Source data -
——————
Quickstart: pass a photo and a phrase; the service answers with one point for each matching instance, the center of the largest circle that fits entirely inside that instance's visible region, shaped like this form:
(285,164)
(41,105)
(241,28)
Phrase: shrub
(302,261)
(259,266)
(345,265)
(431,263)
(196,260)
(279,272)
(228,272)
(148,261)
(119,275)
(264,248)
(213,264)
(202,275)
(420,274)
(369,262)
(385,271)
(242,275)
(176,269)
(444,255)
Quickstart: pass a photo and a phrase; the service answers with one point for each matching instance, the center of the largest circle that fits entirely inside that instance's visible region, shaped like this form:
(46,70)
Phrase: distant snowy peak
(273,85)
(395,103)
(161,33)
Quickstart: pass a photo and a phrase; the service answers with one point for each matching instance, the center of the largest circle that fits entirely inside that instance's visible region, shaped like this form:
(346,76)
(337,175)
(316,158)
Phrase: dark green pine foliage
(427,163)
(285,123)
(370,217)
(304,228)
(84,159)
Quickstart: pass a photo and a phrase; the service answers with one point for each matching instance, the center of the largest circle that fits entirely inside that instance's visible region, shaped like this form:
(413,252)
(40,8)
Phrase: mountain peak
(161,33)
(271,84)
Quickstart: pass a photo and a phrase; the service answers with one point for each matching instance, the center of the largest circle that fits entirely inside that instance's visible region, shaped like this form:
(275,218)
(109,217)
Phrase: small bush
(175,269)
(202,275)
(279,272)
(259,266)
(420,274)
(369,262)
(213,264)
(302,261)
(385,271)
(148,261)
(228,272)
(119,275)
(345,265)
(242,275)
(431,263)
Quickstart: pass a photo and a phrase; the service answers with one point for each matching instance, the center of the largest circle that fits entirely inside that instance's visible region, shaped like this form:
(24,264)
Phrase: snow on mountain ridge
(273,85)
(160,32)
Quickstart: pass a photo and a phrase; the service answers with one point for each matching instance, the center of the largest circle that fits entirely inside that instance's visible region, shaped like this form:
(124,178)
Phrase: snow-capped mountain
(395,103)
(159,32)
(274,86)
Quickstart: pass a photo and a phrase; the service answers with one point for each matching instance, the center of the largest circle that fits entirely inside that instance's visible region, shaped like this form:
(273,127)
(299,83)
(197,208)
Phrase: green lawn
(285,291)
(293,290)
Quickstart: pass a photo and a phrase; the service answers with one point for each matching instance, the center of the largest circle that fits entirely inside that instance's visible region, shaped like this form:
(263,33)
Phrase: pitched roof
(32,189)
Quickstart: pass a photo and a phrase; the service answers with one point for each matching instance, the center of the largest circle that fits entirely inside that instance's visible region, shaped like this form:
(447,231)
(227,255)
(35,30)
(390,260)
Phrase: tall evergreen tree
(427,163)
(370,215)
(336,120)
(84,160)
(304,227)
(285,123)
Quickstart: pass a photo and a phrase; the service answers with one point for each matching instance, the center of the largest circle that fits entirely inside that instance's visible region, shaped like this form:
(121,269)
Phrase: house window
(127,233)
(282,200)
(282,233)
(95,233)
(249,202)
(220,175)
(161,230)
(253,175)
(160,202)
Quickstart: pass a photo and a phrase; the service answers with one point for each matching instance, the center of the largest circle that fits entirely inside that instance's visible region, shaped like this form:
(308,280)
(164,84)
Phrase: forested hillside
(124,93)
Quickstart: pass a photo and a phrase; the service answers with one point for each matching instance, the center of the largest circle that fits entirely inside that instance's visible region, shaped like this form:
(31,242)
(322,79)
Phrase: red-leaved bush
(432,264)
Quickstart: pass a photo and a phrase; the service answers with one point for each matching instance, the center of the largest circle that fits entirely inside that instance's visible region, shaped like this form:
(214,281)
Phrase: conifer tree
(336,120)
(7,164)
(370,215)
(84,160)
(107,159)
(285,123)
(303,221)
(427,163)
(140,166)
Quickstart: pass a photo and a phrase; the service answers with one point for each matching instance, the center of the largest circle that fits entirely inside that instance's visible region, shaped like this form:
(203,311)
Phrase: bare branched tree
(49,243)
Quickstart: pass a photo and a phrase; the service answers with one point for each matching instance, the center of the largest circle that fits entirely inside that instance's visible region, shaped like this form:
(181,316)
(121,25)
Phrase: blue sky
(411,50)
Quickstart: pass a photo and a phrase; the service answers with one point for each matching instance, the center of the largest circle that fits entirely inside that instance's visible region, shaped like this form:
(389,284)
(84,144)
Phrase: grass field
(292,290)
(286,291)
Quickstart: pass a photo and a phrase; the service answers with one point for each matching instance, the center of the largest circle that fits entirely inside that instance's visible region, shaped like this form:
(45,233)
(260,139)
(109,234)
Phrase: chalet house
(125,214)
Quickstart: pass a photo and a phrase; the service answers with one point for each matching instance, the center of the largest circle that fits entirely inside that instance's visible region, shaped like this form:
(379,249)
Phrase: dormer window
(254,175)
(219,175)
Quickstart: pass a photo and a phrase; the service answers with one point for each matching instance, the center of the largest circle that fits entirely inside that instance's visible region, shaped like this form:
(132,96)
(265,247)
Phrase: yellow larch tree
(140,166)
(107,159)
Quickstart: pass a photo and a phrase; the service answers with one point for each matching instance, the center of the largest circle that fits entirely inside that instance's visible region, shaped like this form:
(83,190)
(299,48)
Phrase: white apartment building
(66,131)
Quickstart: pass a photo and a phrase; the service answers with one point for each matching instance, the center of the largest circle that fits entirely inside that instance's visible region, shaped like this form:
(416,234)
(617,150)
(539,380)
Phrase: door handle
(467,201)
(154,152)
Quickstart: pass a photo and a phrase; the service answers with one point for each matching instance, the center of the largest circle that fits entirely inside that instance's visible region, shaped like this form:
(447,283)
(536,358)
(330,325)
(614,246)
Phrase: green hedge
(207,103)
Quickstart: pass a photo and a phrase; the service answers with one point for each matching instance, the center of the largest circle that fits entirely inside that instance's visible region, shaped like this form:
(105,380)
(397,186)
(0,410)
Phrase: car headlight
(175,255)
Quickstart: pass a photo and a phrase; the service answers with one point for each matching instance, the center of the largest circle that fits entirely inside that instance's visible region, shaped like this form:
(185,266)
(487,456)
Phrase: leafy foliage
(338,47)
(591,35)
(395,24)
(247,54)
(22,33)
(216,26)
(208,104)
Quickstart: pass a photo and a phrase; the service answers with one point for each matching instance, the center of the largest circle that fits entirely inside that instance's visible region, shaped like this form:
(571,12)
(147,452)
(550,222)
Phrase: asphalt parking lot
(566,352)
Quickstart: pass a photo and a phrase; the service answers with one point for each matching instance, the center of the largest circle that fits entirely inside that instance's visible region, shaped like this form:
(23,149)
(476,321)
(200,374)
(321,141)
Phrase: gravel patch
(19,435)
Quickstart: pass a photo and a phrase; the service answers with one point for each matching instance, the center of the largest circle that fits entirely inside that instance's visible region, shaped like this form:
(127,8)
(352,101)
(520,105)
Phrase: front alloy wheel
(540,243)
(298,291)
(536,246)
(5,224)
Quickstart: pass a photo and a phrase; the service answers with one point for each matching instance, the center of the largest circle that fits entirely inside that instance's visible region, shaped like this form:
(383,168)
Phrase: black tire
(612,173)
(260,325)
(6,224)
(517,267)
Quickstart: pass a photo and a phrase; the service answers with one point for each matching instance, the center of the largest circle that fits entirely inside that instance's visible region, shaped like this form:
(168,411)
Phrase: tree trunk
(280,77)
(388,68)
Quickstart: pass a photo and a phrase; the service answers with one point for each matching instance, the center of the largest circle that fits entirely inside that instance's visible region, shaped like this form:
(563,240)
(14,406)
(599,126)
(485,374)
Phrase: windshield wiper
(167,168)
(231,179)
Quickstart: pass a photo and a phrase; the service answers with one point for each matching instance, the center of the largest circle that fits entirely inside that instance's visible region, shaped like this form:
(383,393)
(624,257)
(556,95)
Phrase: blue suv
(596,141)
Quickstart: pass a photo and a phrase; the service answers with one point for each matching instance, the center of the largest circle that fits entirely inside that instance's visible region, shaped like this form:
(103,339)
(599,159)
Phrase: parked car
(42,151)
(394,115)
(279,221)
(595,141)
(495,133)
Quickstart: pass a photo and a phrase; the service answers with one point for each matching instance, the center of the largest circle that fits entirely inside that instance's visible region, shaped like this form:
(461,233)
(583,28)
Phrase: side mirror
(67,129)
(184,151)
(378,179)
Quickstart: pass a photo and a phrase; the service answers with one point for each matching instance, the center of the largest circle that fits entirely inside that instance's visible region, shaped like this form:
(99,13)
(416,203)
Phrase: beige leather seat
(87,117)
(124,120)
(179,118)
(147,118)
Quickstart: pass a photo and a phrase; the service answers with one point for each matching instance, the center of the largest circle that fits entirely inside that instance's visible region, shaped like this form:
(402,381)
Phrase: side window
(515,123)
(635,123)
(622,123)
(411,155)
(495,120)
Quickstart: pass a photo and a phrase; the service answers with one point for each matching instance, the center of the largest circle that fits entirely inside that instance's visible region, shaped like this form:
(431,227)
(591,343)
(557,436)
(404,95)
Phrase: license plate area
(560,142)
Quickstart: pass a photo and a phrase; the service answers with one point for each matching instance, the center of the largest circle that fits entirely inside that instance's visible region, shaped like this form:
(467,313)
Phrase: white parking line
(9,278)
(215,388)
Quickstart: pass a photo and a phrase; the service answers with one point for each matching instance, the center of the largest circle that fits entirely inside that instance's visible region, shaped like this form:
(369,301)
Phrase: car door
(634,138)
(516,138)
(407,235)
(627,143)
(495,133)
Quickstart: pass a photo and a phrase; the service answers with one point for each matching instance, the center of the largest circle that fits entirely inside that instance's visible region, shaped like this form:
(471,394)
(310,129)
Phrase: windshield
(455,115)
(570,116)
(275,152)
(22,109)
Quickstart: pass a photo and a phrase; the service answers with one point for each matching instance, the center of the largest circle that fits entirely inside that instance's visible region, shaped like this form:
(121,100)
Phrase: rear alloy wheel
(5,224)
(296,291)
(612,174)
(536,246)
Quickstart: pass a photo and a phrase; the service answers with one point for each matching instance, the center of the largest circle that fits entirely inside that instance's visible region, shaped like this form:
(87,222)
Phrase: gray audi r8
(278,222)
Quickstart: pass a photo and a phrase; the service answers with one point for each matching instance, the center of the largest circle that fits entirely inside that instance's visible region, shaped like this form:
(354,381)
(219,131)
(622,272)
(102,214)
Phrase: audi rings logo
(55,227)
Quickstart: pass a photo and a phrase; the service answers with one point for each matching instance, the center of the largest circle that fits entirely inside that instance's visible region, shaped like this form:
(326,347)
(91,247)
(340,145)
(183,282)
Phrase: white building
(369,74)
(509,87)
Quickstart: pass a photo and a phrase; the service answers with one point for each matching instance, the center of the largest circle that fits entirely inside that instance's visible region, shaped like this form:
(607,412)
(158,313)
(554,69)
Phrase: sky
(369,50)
——————
Work required - Count the lines of the listing above that contain the string "white", with uppercase and lowercase treated as different. Reply with that number alone.

The result - 3